- _WHAT IS BEING ASKED_:
All lines from the one containing "Guideline: the keypoint for each instance of the royal" to the end of the entries below should be output exactly as they appear. No other lines should be output.

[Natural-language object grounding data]
▼▼▼

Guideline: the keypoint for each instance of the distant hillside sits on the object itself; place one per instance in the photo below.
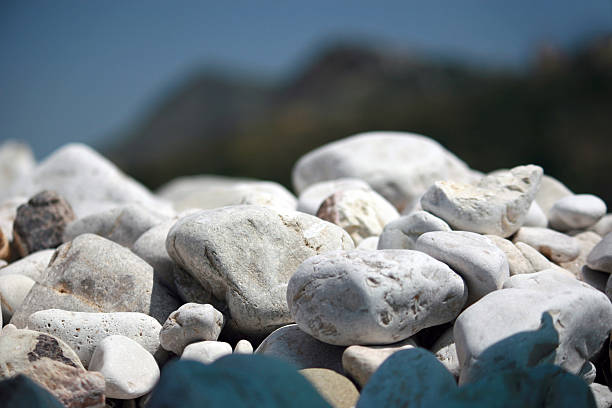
(558, 115)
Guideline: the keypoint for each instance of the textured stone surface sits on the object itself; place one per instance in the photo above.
(93, 274)
(40, 223)
(373, 297)
(246, 255)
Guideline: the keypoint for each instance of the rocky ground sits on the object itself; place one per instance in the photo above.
(398, 277)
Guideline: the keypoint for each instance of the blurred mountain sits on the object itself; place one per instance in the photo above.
(558, 114)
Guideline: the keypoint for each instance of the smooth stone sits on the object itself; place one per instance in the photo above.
(578, 211)
(238, 381)
(399, 166)
(600, 257)
(360, 362)
(482, 264)
(129, 370)
(403, 232)
(123, 224)
(373, 297)
(206, 351)
(496, 205)
(338, 390)
(40, 223)
(246, 255)
(84, 331)
(294, 346)
(13, 289)
(312, 197)
(554, 245)
(192, 322)
(93, 274)
(361, 213)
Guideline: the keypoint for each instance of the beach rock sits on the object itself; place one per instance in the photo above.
(246, 255)
(40, 223)
(373, 297)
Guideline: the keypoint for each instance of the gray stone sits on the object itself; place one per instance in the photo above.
(373, 297)
(246, 255)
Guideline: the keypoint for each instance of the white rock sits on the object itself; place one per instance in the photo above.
(403, 232)
(206, 351)
(483, 266)
(373, 297)
(84, 331)
(399, 166)
(578, 211)
(129, 370)
(497, 205)
(192, 322)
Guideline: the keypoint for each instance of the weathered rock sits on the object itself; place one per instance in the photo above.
(497, 204)
(403, 232)
(373, 297)
(246, 255)
(129, 370)
(483, 266)
(399, 166)
(40, 223)
(93, 274)
(294, 346)
(361, 213)
(192, 322)
(84, 331)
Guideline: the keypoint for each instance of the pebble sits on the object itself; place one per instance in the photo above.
(373, 297)
(554, 245)
(40, 223)
(192, 322)
(483, 266)
(361, 213)
(129, 370)
(578, 211)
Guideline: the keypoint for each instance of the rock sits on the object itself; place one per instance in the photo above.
(373, 297)
(192, 322)
(123, 224)
(361, 213)
(31, 266)
(292, 345)
(206, 351)
(360, 362)
(234, 381)
(13, 289)
(498, 204)
(312, 197)
(600, 257)
(403, 232)
(399, 166)
(578, 211)
(246, 255)
(483, 266)
(40, 223)
(129, 370)
(338, 390)
(554, 245)
(84, 331)
(93, 274)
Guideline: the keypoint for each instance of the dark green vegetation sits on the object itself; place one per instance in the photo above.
(557, 114)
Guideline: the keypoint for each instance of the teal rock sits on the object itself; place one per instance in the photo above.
(234, 381)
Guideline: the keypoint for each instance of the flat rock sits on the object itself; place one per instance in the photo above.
(373, 297)
(93, 274)
(246, 255)
(498, 204)
(129, 370)
(399, 166)
(483, 266)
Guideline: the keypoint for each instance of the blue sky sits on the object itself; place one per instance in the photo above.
(85, 70)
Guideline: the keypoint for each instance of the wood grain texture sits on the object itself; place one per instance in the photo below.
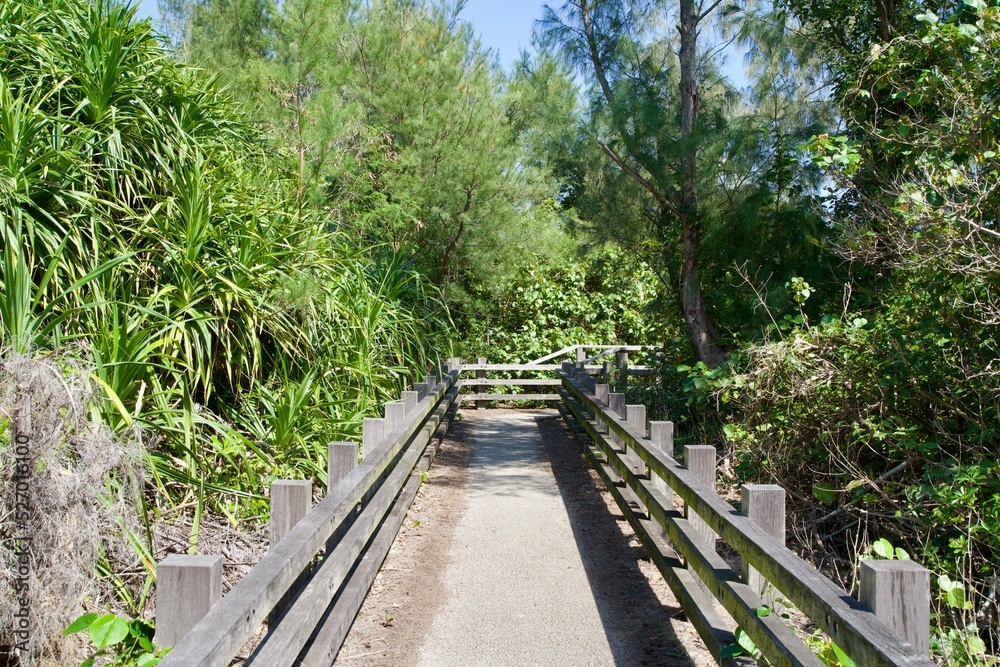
(217, 638)
(849, 623)
(509, 397)
(294, 629)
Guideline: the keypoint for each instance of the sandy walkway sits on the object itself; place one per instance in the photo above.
(512, 557)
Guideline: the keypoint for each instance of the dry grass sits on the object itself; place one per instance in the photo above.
(82, 486)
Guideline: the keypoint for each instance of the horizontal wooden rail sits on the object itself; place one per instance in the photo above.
(849, 623)
(512, 382)
(510, 397)
(512, 367)
(295, 628)
(223, 631)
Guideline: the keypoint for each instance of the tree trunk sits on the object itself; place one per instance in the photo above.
(701, 333)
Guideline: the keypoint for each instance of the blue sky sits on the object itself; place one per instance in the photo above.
(502, 26)
(505, 26)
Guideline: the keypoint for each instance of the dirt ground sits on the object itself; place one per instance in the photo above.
(409, 590)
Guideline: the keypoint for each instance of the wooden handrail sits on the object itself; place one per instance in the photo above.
(217, 637)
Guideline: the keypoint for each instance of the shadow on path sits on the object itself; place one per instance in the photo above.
(636, 622)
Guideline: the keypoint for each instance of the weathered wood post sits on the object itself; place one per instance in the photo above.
(187, 587)
(622, 363)
(481, 388)
(899, 592)
(616, 406)
(661, 435)
(421, 389)
(700, 460)
(635, 415)
(601, 392)
(290, 502)
(409, 399)
(764, 504)
(342, 458)
(372, 433)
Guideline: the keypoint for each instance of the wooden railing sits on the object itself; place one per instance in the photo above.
(480, 386)
(889, 626)
(324, 558)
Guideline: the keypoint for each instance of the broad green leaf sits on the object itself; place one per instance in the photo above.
(80, 624)
(883, 548)
(743, 639)
(844, 659)
(108, 630)
(825, 493)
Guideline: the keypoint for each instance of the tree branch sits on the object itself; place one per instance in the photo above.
(709, 10)
(653, 190)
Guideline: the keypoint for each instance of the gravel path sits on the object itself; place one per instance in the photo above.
(513, 556)
(516, 585)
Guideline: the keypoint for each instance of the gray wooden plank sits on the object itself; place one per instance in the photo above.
(510, 397)
(333, 629)
(848, 622)
(777, 641)
(217, 638)
(503, 382)
(295, 628)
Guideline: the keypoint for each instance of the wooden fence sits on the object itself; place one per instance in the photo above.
(677, 515)
(323, 560)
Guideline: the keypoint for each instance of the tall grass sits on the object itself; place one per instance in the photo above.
(143, 219)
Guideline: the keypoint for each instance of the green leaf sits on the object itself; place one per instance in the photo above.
(956, 597)
(108, 630)
(80, 624)
(825, 493)
(845, 661)
(731, 651)
(883, 549)
(743, 639)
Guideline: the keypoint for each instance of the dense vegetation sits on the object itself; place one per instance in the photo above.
(230, 243)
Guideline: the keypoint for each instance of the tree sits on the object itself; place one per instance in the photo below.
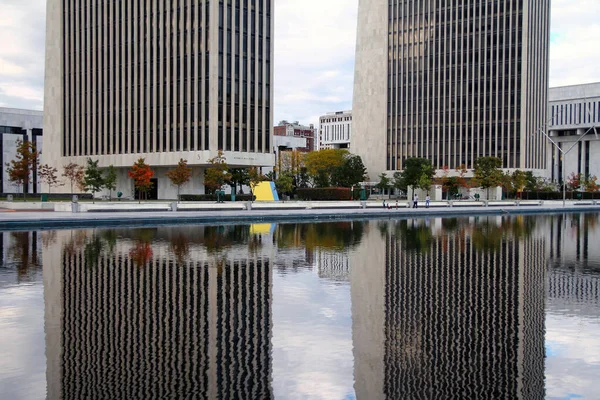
(93, 179)
(142, 175)
(26, 161)
(321, 164)
(574, 181)
(216, 175)
(75, 174)
(179, 176)
(417, 171)
(350, 173)
(48, 175)
(488, 173)
(110, 181)
(239, 176)
(519, 181)
(591, 184)
(398, 181)
(384, 183)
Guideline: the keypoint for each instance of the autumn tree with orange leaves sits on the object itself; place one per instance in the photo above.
(142, 175)
(179, 176)
(26, 161)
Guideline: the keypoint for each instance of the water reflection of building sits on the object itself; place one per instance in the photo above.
(573, 279)
(125, 319)
(458, 312)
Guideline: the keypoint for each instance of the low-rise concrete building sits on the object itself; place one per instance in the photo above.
(335, 130)
(574, 123)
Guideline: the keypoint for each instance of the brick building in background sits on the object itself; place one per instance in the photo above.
(294, 129)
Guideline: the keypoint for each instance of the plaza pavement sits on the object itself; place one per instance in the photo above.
(296, 211)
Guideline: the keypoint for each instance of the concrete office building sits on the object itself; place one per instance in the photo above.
(335, 130)
(160, 80)
(295, 129)
(573, 111)
(451, 82)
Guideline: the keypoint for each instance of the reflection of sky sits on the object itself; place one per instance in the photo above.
(22, 342)
(573, 357)
(312, 337)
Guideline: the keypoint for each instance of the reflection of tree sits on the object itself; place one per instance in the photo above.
(141, 253)
(48, 238)
(180, 247)
(24, 252)
(75, 243)
(92, 251)
(414, 235)
(333, 235)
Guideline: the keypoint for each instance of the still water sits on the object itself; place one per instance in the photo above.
(481, 307)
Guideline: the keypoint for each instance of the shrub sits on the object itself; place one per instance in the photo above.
(324, 193)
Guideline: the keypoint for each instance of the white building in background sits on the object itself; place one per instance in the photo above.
(162, 81)
(335, 130)
(15, 125)
(574, 111)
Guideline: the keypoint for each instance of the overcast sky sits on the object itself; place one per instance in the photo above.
(314, 53)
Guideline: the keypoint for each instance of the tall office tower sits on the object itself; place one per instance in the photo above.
(158, 79)
(451, 82)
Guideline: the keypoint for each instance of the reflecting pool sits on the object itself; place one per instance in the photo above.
(479, 307)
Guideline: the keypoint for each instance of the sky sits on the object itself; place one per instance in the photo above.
(314, 53)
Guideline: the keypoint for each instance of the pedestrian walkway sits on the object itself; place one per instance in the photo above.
(57, 220)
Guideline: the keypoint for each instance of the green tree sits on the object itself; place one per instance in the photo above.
(284, 183)
(417, 171)
(398, 181)
(239, 177)
(488, 173)
(520, 181)
(49, 176)
(142, 175)
(75, 174)
(321, 164)
(20, 170)
(384, 183)
(217, 174)
(110, 180)
(179, 176)
(350, 173)
(93, 179)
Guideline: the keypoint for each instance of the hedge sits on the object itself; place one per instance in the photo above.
(323, 193)
(213, 197)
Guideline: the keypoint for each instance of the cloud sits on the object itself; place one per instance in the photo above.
(22, 34)
(314, 53)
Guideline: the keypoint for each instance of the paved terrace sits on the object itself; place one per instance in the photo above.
(153, 214)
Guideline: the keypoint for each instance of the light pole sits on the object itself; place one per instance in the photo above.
(564, 155)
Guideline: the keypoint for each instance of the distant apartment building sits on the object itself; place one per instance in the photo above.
(294, 129)
(335, 130)
(574, 111)
(15, 125)
(161, 81)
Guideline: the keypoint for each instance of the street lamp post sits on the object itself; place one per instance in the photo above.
(564, 156)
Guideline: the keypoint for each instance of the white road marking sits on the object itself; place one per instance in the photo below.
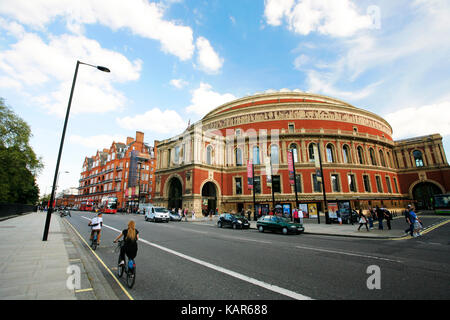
(347, 253)
(231, 273)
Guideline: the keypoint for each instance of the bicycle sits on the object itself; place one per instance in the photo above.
(129, 267)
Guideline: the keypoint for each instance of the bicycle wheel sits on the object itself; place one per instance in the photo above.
(131, 277)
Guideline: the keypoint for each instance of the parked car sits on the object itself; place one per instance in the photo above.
(174, 216)
(278, 224)
(157, 214)
(232, 220)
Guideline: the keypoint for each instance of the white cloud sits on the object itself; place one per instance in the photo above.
(37, 65)
(155, 120)
(178, 83)
(208, 60)
(143, 18)
(328, 17)
(422, 120)
(204, 99)
(98, 142)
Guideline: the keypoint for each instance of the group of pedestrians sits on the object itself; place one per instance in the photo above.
(378, 214)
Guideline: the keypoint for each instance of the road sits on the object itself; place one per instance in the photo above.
(188, 261)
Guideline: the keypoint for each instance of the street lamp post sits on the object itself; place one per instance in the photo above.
(50, 209)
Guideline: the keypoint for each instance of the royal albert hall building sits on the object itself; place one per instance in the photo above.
(206, 167)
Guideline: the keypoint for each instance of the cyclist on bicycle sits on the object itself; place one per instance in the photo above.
(96, 226)
(130, 236)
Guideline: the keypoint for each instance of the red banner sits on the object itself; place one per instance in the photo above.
(250, 174)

▲▲▲

- _TASK OUTPUT_:
Guideline: the keypoint for each instance of the royal albert hall building sits on the object itself; place one per instance in the photo above.
(206, 167)
Guideline: the keypoint for each instance of the cyclist on bicycle sits on the object itself; place one per instance in the photo above.
(96, 226)
(130, 236)
Guideline: the keypoint for each instance of the red banner sits on the object itself; place one per instance in the photo above.
(250, 174)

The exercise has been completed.